=== EXTRACTED RECORDS ===

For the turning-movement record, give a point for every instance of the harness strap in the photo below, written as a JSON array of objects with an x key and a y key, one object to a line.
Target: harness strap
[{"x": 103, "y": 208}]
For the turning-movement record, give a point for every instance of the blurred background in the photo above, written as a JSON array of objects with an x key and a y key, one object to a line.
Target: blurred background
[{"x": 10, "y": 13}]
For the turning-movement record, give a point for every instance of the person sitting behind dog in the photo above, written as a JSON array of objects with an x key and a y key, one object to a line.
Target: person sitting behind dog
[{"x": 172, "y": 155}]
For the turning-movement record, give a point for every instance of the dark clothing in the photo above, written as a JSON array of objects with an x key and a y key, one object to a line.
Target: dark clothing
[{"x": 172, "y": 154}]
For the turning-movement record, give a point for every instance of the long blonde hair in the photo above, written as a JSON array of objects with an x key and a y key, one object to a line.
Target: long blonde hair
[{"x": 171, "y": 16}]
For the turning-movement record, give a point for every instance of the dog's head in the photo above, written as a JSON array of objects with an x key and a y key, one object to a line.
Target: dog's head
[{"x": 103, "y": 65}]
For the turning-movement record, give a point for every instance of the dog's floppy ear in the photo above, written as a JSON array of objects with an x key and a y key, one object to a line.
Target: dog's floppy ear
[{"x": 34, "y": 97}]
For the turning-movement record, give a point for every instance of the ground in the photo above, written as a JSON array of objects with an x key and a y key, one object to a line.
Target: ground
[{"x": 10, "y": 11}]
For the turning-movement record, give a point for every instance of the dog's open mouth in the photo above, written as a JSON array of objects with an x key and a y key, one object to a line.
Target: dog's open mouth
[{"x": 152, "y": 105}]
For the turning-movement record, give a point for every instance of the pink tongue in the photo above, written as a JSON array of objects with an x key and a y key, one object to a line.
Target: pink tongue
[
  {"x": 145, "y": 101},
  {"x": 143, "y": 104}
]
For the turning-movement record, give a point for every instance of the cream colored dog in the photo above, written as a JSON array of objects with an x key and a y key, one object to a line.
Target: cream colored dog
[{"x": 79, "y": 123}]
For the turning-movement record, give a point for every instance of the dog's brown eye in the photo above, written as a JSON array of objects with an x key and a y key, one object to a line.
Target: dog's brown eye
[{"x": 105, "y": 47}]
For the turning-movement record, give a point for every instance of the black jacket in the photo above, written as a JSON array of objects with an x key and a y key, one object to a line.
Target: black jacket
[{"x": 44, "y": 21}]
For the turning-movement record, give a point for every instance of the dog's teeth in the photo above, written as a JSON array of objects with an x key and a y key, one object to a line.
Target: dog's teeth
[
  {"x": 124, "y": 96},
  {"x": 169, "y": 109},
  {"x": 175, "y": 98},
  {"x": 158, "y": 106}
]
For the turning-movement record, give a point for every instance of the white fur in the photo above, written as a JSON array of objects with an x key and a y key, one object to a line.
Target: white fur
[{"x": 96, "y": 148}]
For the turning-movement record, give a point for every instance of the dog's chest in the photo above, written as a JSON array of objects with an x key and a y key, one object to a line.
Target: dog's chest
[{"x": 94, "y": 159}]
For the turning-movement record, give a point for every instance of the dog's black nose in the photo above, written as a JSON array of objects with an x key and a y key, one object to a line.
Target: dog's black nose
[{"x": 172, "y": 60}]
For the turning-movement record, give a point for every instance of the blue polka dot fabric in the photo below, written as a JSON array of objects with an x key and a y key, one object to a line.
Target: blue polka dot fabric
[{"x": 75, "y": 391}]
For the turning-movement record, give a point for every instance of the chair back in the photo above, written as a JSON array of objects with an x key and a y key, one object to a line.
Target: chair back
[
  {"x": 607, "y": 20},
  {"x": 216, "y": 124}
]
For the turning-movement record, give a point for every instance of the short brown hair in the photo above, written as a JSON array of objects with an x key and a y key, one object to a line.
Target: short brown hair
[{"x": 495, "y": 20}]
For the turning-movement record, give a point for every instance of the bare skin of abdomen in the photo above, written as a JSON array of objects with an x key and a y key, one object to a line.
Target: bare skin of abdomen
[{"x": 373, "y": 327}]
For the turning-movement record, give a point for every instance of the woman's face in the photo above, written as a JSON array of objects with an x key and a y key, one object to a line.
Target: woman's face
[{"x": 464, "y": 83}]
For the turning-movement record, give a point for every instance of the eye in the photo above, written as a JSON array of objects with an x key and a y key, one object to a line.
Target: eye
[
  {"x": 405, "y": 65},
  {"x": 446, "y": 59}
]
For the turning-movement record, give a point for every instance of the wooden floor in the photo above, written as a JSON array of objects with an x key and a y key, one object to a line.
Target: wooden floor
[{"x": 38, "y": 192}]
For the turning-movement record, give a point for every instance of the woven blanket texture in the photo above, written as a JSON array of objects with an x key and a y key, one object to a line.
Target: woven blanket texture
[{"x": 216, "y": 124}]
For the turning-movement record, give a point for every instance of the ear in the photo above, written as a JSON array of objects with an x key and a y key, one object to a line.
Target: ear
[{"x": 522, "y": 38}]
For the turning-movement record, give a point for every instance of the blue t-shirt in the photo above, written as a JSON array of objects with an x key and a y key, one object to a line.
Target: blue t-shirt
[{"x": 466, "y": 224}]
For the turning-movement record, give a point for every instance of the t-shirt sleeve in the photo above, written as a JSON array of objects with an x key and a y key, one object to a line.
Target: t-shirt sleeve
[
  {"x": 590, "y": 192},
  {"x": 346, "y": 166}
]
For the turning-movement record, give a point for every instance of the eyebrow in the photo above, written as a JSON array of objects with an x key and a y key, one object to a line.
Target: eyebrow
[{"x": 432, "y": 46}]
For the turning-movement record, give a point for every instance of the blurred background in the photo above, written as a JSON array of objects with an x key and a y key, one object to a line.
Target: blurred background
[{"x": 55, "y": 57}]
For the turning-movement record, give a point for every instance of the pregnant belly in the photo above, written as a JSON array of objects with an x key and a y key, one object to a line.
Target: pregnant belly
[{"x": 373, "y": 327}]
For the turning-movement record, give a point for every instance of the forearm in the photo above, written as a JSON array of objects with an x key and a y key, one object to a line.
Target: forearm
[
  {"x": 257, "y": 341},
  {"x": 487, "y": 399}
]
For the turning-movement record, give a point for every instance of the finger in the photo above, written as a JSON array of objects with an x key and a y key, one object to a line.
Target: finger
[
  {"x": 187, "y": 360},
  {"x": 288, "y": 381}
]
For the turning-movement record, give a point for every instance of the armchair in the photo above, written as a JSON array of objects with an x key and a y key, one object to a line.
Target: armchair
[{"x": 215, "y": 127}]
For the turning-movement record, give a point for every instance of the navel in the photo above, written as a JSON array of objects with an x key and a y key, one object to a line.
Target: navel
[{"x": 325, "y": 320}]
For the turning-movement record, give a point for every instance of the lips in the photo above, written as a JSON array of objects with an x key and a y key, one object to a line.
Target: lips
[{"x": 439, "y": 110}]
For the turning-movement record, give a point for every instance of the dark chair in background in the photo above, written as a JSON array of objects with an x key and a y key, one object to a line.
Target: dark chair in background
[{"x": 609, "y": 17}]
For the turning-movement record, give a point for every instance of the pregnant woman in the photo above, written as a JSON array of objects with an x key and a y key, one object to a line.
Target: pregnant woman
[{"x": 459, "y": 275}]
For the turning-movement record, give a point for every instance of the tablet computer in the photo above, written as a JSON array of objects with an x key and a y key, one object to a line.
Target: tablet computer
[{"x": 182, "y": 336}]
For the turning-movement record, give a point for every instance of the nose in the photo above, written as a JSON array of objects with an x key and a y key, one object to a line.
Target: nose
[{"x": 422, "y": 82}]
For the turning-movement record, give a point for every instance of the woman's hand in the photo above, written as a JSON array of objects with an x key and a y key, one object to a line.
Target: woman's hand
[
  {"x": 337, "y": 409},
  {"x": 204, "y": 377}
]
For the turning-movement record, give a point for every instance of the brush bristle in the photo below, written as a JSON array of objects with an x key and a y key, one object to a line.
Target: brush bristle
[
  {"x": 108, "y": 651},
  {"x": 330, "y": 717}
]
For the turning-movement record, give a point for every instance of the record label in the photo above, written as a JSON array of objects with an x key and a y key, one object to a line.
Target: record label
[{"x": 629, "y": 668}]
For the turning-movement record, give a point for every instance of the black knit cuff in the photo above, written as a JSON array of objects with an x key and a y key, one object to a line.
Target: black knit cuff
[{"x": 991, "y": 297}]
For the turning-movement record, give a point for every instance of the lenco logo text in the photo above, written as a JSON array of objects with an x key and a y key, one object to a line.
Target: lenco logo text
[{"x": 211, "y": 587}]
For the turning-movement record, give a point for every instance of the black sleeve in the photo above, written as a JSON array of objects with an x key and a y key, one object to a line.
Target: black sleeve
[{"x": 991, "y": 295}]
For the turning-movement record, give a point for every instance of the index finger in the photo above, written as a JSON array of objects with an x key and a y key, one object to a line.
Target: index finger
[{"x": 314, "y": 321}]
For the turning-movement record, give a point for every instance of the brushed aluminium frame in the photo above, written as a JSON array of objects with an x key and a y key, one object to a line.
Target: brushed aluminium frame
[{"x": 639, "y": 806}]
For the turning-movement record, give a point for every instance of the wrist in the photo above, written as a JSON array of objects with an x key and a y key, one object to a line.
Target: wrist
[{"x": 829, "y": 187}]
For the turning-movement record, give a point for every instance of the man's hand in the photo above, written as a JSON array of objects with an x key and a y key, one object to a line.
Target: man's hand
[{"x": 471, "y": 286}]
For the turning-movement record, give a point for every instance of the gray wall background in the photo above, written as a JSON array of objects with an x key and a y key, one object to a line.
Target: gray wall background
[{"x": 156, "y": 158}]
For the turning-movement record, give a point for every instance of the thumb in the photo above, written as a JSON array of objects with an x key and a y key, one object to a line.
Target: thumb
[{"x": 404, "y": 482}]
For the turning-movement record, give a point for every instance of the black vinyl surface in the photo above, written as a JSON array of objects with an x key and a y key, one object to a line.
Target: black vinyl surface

===

→ EXERCISE DETAILS:
Quote only the lines from the one containing "of the gray" through the final line of the records, with both ends included.

→ RIGHT ANSWER:
For the turning-movement record, give a point for every instance of the gray wall background in the photo above, written as a JSON array of objects with an x key and a y key, one object to a line.
Target: gray wall background
[{"x": 156, "y": 158}]
For the turning-movement record, give a point for every instance of the thumb in the photo above, written as a JSON array of objects with an x key and a y key, one object to a line.
Target: thumb
[{"x": 404, "y": 482}]
For the turning-movement record, give a point for every instance of the black vinyl surface in the photo above, written as a JSON array of objects with an x key and a y key, one object to a line.
Target: black vinyl surface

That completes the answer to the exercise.